# [JOB]
Please pick out every line of the entries below that contains the string "path" and copy each one. Letter case counts.

# [PROVIDED INFORMATION]
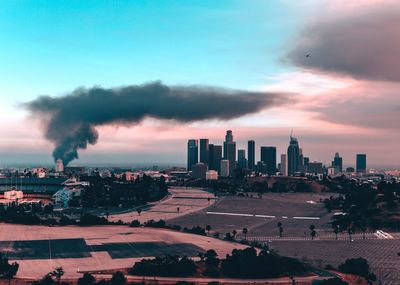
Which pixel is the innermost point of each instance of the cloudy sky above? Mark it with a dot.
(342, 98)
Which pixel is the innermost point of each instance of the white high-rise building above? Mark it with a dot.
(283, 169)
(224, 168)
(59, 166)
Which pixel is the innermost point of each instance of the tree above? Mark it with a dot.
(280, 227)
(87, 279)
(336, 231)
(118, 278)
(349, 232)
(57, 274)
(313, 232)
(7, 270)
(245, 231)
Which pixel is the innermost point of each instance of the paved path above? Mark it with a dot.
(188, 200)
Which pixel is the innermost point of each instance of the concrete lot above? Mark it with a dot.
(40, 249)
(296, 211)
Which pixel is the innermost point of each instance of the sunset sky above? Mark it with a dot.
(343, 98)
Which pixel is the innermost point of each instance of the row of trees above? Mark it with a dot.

---

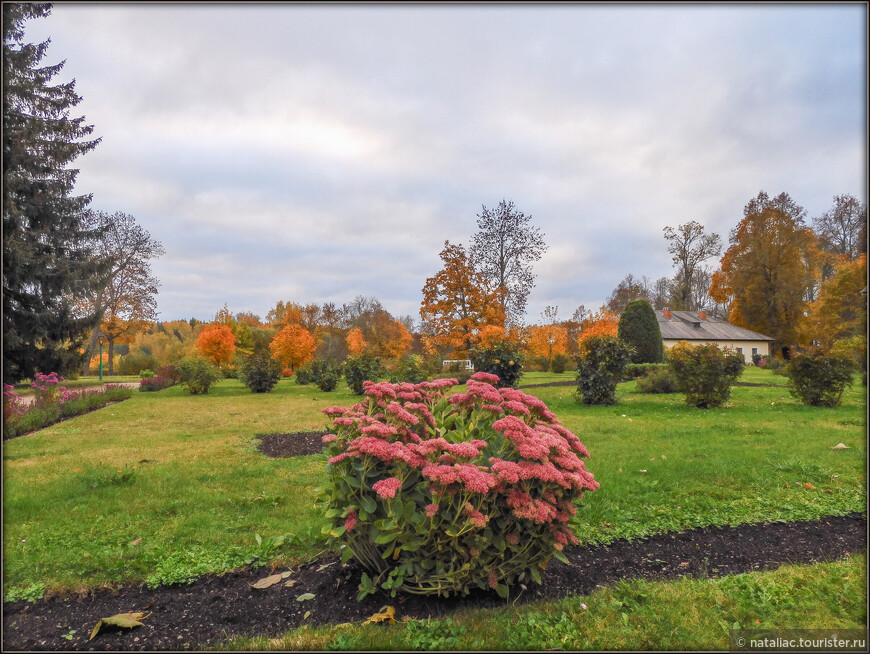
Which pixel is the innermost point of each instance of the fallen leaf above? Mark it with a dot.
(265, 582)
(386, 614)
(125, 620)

# [THE COMPLETED TASK]
Which pixel is the innermost point of each instance of the paved path above? Mark it with a dot.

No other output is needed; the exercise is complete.